§ **WHAT YOU NEED TO DO**
Retype the whole listing below, character for character.

##### GIVEN ENTRIES #####

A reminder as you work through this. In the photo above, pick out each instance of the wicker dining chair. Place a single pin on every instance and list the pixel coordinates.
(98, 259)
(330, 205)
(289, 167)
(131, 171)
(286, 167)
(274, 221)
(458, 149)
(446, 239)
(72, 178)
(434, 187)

#####

§ **RESPONSE TO THE TASK**
A reminder as you work through this. In the photo above, pick out each instance of the wicker dining chair. Place a single pin on every instance and list the pixel coordinates.
(98, 259)
(330, 205)
(289, 167)
(131, 171)
(286, 167)
(274, 221)
(458, 149)
(446, 239)
(72, 178)
(434, 187)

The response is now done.